=== Work instructions ===
Write back every entry exactly as it reads, with the pictures left behind.

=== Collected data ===
══════

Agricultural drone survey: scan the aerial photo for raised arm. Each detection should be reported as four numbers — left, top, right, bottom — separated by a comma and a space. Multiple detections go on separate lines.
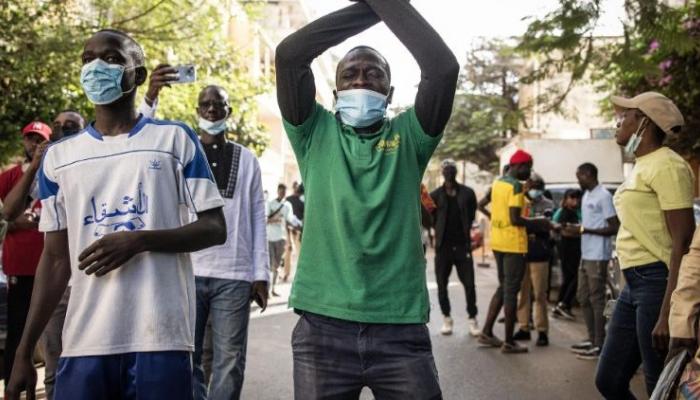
275, 2, 380, 125
363, 0, 459, 136
2, 142, 47, 221
6, 230, 71, 400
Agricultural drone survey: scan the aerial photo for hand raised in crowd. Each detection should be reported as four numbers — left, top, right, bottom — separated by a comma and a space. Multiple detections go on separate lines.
77, 231, 145, 276
5, 351, 38, 400
251, 281, 269, 312
145, 64, 178, 106
29, 141, 49, 172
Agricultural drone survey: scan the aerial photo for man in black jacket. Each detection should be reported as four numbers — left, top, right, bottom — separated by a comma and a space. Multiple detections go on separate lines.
431, 159, 479, 337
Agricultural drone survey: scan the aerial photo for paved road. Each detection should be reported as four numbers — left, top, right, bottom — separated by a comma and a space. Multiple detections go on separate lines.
0, 252, 646, 400
244, 251, 646, 400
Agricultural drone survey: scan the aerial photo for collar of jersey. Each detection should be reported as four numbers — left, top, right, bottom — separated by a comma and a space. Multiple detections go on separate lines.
86, 114, 149, 141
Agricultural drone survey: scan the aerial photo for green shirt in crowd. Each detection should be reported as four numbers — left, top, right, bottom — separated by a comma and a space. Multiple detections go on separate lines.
283, 102, 442, 324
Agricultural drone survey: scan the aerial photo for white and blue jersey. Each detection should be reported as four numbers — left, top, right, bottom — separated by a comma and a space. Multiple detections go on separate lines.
38, 116, 223, 357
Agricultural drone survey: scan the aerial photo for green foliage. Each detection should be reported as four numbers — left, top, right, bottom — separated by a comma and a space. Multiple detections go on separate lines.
435, 40, 523, 172
0, 0, 270, 165
517, 0, 700, 156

══════

=== Response for this exercise ===
Agricultural drone survey: scan the aerial photo for raised arm. Each detection should be reported as four numbers — left, top, right, bottom — separated by a comma and a space. Multiple detections go on separate lines.
275, 2, 380, 125
363, 0, 459, 136
2, 142, 47, 221
6, 230, 71, 400
Agricultural drone survey: scan the aerial photo for hand raised in crowd. Each detection should be reported as four numbers — left, top, right, bottom — separated by a comma and a space. Multiple detections go on separate lines.
77, 231, 145, 276
5, 351, 38, 400
251, 281, 269, 312
145, 64, 178, 106
29, 141, 49, 172
Agricultural drone survey: scan the aerial photo for man in black jacket. Each detection should be reported as four numbers — left, top, right, bottom — separated by a comma and a space. Multiple detections go on separate lines.
431, 159, 479, 337
Agricultural drone survey: scan the aerial photo for paved road. Each detection should be reported as four numbers — left, top, right, bottom — separated by a comma and a space. Multiple detections go on separate lines.
0, 252, 646, 400
244, 251, 646, 400
Agricultural drone survey: scan the aerial photo for collar of jersey. Each detection should be reported as four numbers — left, top, right, bottom — separated by a comma and a space. Multiple detections go on separate lines.
86, 114, 149, 141
Agricultural drone survey: scan the aerial photo for green shirt in crowd. Each detection should be reported as four numbers — left, top, right, bottom — separated by a comma and a space. Multiple detections go on separate lines.
283, 102, 442, 324
Agricultural drone survey: scan the aerial photo for white and blue jersey. Each detection should be reported as four numbers — left, top, right, bottom — separated by a comma and a space. Multiple detections go on separate lines.
38, 116, 223, 357
Agricultural drone survey: scan the aerial photo for green foliage. Each detection should be reported as four numbers — left, top, right, bottom — separated by a comma and a space. Multiple detections go on separate lines.
435, 40, 523, 172
0, 0, 270, 165
517, 0, 700, 156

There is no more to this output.